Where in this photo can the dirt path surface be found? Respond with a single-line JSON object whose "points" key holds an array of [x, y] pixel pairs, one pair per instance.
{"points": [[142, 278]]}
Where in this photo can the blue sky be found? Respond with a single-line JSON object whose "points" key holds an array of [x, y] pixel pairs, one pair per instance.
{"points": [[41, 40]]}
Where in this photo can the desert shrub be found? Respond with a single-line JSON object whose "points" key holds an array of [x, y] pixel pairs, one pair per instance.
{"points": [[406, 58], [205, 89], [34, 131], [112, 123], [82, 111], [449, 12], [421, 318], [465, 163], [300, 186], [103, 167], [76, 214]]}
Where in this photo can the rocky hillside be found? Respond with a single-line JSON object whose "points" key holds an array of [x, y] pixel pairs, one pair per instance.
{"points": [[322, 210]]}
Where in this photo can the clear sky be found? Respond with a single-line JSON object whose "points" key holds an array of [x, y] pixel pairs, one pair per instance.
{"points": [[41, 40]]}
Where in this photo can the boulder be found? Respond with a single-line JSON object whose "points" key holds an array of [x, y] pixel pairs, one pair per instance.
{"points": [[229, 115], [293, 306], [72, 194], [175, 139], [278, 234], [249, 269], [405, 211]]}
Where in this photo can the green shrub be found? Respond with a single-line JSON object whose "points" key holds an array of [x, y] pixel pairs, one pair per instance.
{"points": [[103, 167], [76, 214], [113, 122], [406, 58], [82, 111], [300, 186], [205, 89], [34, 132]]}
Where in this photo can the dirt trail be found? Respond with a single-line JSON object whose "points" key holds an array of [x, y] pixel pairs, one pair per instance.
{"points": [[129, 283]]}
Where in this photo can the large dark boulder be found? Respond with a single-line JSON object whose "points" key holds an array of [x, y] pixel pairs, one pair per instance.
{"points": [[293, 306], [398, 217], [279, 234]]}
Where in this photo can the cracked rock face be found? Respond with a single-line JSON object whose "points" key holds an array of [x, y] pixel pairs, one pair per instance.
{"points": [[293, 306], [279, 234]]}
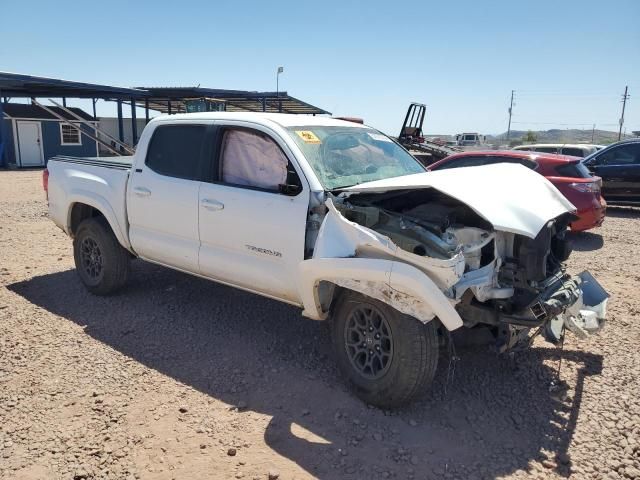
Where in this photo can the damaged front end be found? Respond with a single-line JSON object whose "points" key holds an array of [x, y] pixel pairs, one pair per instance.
{"points": [[505, 280]]}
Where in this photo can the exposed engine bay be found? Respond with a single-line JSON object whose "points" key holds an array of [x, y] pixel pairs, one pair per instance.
{"points": [[505, 280]]}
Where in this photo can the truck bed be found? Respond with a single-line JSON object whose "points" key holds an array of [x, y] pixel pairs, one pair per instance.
{"points": [[123, 163]]}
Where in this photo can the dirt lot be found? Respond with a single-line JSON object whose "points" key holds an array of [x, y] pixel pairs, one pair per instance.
{"points": [[181, 378]]}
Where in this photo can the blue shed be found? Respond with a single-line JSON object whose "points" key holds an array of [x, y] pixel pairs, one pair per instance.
{"points": [[32, 135]]}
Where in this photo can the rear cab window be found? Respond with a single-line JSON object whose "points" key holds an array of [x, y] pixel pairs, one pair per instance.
{"points": [[252, 159], [176, 151], [574, 152]]}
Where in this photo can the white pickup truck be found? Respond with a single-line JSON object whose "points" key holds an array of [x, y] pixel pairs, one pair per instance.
{"points": [[339, 220]]}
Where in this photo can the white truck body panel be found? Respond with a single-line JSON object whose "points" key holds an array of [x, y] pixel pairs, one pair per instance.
{"points": [[510, 196], [101, 188]]}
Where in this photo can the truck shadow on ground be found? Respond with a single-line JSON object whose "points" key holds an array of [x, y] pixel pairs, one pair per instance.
{"points": [[586, 241], [619, 211], [492, 417]]}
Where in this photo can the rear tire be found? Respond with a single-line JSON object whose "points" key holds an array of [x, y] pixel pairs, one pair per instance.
{"points": [[388, 358], [102, 263]]}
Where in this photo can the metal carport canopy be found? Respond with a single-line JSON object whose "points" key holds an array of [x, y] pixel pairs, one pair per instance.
{"points": [[27, 86], [234, 100]]}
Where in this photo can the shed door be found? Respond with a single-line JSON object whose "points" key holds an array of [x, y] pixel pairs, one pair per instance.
{"points": [[30, 144]]}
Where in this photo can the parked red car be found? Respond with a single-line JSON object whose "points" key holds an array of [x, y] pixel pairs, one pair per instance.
{"points": [[566, 173]]}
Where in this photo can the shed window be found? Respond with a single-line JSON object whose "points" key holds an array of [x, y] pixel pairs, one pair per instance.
{"points": [[69, 135]]}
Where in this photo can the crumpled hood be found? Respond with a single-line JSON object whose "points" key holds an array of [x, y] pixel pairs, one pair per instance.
{"points": [[511, 197]]}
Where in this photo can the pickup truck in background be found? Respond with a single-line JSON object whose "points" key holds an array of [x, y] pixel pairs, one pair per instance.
{"points": [[338, 219]]}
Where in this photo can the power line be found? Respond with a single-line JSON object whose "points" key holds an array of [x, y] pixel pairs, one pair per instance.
{"points": [[510, 113], [625, 97]]}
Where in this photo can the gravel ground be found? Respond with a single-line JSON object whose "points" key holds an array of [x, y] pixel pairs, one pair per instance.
{"points": [[179, 378]]}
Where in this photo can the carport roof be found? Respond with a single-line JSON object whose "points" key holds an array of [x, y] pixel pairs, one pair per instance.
{"points": [[22, 110], [25, 86], [158, 98]]}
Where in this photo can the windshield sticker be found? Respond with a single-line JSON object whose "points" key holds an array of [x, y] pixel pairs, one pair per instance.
{"points": [[308, 137], [378, 137]]}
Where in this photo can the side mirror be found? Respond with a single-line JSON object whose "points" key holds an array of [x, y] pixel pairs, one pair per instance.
{"points": [[289, 189], [592, 162]]}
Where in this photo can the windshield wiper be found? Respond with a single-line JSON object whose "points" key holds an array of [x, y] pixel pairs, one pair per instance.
{"points": [[342, 187]]}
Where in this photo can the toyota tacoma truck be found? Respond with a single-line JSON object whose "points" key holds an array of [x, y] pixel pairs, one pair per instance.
{"points": [[338, 219]]}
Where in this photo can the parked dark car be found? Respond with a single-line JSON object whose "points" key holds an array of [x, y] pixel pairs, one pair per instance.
{"points": [[619, 167]]}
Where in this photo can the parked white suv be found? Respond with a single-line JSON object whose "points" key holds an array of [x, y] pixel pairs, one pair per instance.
{"points": [[339, 220]]}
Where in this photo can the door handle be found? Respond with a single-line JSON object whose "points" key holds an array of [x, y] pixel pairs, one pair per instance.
{"points": [[141, 191], [211, 204]]}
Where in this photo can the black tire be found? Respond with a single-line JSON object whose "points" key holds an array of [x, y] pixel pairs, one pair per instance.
{"points": [[413, 347], [101, 262]]}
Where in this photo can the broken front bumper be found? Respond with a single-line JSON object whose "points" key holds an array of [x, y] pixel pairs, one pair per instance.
{"points": [[577, 303], [580, 306]]}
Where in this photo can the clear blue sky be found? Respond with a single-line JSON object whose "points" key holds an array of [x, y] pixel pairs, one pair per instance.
{"points": [[568, 60]]}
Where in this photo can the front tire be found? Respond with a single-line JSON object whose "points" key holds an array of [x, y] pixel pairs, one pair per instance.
{"points": [[388, 358], [102, 263]]}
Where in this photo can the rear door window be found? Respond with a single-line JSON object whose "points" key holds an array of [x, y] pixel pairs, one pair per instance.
{"points": [[547, 149], [252, 159], [574, 170], [622, 155], [176, 151]]}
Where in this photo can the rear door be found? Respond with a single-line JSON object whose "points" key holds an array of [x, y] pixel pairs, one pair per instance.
{"points": [[252, 230], [619, 168], [162, 198]]}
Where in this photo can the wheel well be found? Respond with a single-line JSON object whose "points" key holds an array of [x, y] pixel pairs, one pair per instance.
{"points": [[80, 212]]}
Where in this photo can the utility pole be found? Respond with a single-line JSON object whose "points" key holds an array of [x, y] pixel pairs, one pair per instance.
{"points": [[625, 97], [510, 113]]}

*****

Repeat exactly, and only, the lines from the one containing "Where in this photo can the front" through the end of the material.

Where in this photo can the front tire be found? Respond with a single-line JSON object whose "points" key holds an array of [x, y] pixel pairs, one pair per instance.
{"points": [[388, 358], [102, 263]]}
Where in this photo can the rear door window be found? Respond with a single-line JSON object whose "points" key holds an array of [x, y] pixel pairs, one pair per instance.
{"points": [[547, 149], [252, 159], [574, 170], [622, 155], [176, 151]]}
Where in this photo can the rear door be found? Respond with a single-line JSON object whose "points" key holds an array of [x, y] pixel pairs, one pair per instance.
{"points": [[252, 230], [619, 168], [162, 198]]}
Where in this photo can the wheel well be found? Respond with a single-line JSON object whose "points" key holds an array of [x, y] pixel pairs, one pair per instance.
{"points": [[80, 212]]}
Where in this photo can the utility pole be found? Respond with a single-line JSON object whose "points" key holds an array of [x, y] pixel pairs, one pair per instance.
{"points": [[625, 97], [510, 113]]}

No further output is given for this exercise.